▶ TRY IT: Here is a block of records. Copy every line in it that includes "window".

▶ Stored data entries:
━━━

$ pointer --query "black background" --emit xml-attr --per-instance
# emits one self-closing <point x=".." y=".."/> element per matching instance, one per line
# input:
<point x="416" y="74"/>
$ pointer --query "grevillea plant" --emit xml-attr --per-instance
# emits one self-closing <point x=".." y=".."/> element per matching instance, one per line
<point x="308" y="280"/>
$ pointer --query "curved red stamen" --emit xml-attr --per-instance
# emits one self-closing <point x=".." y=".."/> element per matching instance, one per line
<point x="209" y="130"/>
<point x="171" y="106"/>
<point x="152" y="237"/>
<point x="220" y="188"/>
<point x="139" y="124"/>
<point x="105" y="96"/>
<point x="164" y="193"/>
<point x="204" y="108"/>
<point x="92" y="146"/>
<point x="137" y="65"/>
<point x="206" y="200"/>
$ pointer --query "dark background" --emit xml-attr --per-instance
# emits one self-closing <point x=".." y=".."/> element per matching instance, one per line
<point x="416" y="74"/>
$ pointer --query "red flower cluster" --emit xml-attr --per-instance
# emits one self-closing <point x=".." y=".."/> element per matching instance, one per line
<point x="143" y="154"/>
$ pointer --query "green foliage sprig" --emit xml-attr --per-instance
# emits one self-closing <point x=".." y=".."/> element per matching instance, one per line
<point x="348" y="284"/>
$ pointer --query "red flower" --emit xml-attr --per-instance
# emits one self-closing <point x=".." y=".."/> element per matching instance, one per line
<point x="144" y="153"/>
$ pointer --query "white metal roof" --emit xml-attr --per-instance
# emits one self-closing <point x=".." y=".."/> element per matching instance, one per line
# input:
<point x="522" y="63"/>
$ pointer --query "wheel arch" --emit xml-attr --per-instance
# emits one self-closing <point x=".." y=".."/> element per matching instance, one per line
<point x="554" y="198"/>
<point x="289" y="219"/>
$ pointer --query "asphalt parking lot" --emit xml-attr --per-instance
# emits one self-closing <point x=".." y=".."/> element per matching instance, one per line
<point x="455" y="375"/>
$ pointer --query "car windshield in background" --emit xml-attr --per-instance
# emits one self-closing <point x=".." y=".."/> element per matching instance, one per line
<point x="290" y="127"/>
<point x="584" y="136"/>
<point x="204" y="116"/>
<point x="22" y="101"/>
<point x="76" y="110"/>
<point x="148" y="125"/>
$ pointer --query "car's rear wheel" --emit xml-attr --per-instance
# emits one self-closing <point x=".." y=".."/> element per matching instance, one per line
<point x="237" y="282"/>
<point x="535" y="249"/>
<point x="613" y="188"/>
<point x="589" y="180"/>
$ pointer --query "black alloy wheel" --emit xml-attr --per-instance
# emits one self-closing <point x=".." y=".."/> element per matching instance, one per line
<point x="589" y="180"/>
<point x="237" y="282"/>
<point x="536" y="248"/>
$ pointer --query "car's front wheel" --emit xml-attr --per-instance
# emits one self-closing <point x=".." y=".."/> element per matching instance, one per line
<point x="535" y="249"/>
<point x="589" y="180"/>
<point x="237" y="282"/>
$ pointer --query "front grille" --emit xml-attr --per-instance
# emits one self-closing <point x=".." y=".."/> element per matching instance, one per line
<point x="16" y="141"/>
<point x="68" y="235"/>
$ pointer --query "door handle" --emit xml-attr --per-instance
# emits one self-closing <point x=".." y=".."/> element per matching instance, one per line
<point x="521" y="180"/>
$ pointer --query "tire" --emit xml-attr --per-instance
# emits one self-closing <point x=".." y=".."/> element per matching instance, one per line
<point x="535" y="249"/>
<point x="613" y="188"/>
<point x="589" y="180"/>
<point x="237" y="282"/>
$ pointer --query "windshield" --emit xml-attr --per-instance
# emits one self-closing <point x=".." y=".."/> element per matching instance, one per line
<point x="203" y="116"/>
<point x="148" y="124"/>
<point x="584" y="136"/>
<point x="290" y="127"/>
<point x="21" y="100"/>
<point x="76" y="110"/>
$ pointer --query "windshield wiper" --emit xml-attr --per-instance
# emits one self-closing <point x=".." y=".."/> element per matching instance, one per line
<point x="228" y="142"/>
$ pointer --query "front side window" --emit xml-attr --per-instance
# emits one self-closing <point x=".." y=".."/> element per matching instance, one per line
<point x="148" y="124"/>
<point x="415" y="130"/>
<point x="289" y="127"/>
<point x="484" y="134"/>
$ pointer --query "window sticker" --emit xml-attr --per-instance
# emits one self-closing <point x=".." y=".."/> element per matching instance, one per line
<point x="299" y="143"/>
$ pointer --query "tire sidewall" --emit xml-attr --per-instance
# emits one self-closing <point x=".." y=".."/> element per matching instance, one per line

━━━

▶ TASK RESULT:
$ pointer --query "front side window" --emit xml-attr --per-instance
$ pointer --query "window sticker" --emit xml-attr --per-instance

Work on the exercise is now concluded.